• PROBLEM TO WORK ON:
Reproduce the rows below, substituting "leaf" for "flower petal" and leaving everything else unchanged.

• RECORDS FOR THE EXERCISE:
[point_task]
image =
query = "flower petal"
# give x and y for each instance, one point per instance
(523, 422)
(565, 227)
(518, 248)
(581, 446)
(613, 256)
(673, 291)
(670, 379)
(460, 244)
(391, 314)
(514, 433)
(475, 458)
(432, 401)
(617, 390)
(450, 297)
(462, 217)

• EXERCISE OUTPUT:
[point_task]
image =
query = "leaf"
# give x and y for each instance, one point per instance
(523, 422)
(565, 227)
(518, 248)
(581, 446)
(613, 256)
(673, 291)
(670, 379)
(460, 244)
(391, 314)
(514, 433)
(475, 458)
(432, 401)
(617, 390)
(450, 297)
(462, 217)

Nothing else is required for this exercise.